[Your goal] Each record is to be given again without alteration.

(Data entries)
════

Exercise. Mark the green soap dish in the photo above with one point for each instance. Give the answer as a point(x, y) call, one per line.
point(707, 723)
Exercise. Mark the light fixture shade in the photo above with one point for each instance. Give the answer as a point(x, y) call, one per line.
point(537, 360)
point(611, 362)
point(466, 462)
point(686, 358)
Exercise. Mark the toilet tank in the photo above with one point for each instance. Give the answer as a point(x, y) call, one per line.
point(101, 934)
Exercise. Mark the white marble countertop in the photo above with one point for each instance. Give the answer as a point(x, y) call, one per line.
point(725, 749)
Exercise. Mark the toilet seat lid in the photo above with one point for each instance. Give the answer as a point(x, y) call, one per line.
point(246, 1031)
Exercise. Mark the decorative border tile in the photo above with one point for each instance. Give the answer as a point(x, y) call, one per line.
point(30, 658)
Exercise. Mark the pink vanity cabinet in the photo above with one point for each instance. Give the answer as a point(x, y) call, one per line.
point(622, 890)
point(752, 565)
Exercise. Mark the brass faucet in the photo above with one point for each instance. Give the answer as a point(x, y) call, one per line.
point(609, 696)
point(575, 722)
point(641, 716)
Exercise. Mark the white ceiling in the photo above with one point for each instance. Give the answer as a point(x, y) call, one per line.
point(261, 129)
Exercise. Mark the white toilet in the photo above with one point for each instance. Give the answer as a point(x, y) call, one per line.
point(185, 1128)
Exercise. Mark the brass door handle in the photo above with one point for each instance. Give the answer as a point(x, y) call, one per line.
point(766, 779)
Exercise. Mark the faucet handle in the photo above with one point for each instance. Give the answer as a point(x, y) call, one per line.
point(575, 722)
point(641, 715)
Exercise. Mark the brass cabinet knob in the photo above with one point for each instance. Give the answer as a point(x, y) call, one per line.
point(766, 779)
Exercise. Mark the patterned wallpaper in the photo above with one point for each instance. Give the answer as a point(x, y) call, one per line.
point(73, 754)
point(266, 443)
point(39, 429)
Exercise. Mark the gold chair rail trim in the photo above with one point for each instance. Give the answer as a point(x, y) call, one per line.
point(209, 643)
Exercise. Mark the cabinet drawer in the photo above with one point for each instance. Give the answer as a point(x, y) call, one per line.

════

[Output]
Exercise. Mark the green soap dish in the photo above with one point for each instance. Give the answer as a point(x, y) call, one per line.
point(707, 723)
Exercise. Mark the light fixture shade in the photo above with one point for each instance. Give the answer as a point(x, y) call, one per line.
point(537, 360)
point(611, 362)
point(466, 462)
point(686, 358)
Exercise. Mark the toilet tank in the photo above with one point for each instance. Give the answer as a point(x, y) call, one per line.
point(101, 934)
Exercise. Mark the white marble countertop in the photo above with one point for each instance. Give the answer as a point(x, y) call, one per line.
point(725, 749)
Exercise. Mark the toilet seat lid in the photo above with one point for each instance. Give the answer as a point(x, y) call, one per line.
point(246, 1031)
Exercise. Mark the decorative border tile in the photo above with one point for each instance. Give the answer as a point(x, y) call, one per line.
point(30, 658)
Exercise. Mark the pink vanity cabinet in the photo above with one point for each instance. Give the answer as a point(x, y) call, one per line.
point(622, 890)
point(752, 565)
Exercise. Mark the brass faucet in the photo above with one point for each instance. Give the answer as a point(x, y) call, one per line.
point(609, 696)
point(575, 722)
point(641, 716)
Exercise. Mark the white ceiling in the photo above with one point for each instance. Give the answer as a point(x, y) call, one per line.
point(261, 129)
Exercise. Mark the white toilet in the photo above with one point for each instance. Give the answer as a point(x, y) call, one per line.
point(185, 1128)
Exercise. Mark the brass door handle in the photo above with one point for each instance. Give the answer as a point(x, y) call, one per line.
point(766, 779)
Exercise. Mark the faucet handle in the photo above with one point for each instance. Give the answer as a point(x, y) call, one per line.
point(575, 722)
point(641, 715)
Exercise. Mark the brass cabinet knob in the photo above with one point for each instance. Give the answer as a point(x, y) call, one per line.
point(766, 779)
Exercise. Mark the patterned wallpaper in the photo above with one point for each instance. Give the answer as a point(x, y) call, one per line.
point(73, 754)
point(266, 443)
point(39, 429)
Exercise. Mark the gold chair rail trim in the photo above with one point for each instance. Give the answer as a point(x, y) call, one per line.
point(209, 643)
Exercise. Mark the cabinet drawer in the photo above with one point for each instance. Give the answer as a point(x, y) call, one per line.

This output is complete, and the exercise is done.